Start of Page extract

Corset History: Were they really that small, restrictive, and unhealthy

civil war dress

This week we take a break from historical facts and look at some good ol’ common sense facts about corsets.

I can not tell you how often I hear these questions when I’m out wearing or selling my corsets. Women ask if it is safe to wear a corset, if they will be able to breathe and eat, if they will be able to go to the bathroom, the list goes on and on. I reply, with the only thing that is uncomfortable do in a corset that is made well and fits you well is; chug beer and sneeze. Sneezing causes fast expansion and is slightly uncomfy in a corset, chugging beer or any fizzy drink for that matter just makes for a lot of carbonation in the belly that has no where to go.

I was reminded today by one of my other favorite sites that this is an issue we still need to address. That women and men still carry around the perception that wearing a corset is somehow dangerous and slightly like a straight jacket. That Victorians wanted tiny little waists and fainted all the time because of those tightly laced corsets.

I direct you to her blog as I could say it simply no better than she does, Dispelling the Myth of the Itsy Bitsy Teeny Weeny Waist

This is a topic I will be coming back to, I think that it is so very important to be educated on how a corset should fit and why it should fit that way. I spend a lot of time with women and men making sure they get the right fit. But for now we need to understand the past and how it changes our perceptions of corsets today.


3 responses to “Corset History: Were they really that small, restrictive, and unhealthy

  • opusanglicanum

    it doesn’t help when v programme like th recent bbc4 hidden killer of the victorian home make a big thing out of it either.

  • bettycooperfield

    There’s a lot more to a corset than reducing the waist inches! I really think you have a good post here, I look forward to your ideas in the future. Perhaps others will comment.

    Your post is about corsets – small, restrictive, and unhealthy? Here are my ideas.

    Small – well we come in all shapes and sizes, and the history of fashion tells us that we want to be a shape different from what we really are. Today we have tight jeans, high heels and mega uplift bras for a start. 19 cent women (middle class) changed their dresses often during the day – morning dress, afternoon dress, evening dress, walking dress etc. They may well have laced tighter for special events, but most were probably laced “reasonably” for everyday wear. HOWEVER, if you look at some 19 cent photos it is clear that some women did tight lace, and probably to the extent of discomfort or pain. (Yesterday granddaughter complained about discomfort of tight jeans before going out in the evening!)

End of Page extract
Start of Information shown

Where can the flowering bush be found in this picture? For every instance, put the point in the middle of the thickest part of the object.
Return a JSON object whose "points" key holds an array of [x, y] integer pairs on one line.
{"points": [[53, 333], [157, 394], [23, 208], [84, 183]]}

End of Information shown

= To do =
Using the corset history post above, decide for each of these statements whether it agrees with the text, answering yes or no and quoting the words that decide it.
1. The author says sneezing is slightly uncomfortable in a corset.
2. The author says corset fit is a topic that will not be revisited.
3. A commenter mentions a granddaughter complaining about tight jeans.

= Answer to this exercise =
1. Yes: "Sneezing causes fast expansion and is slightly uncomfy in a corset"
2. No: "This is a topic I will be coming back to"
3. Yes: "Yesterday granddaughter complained about discomfort of tight jeans before going out in the evening!"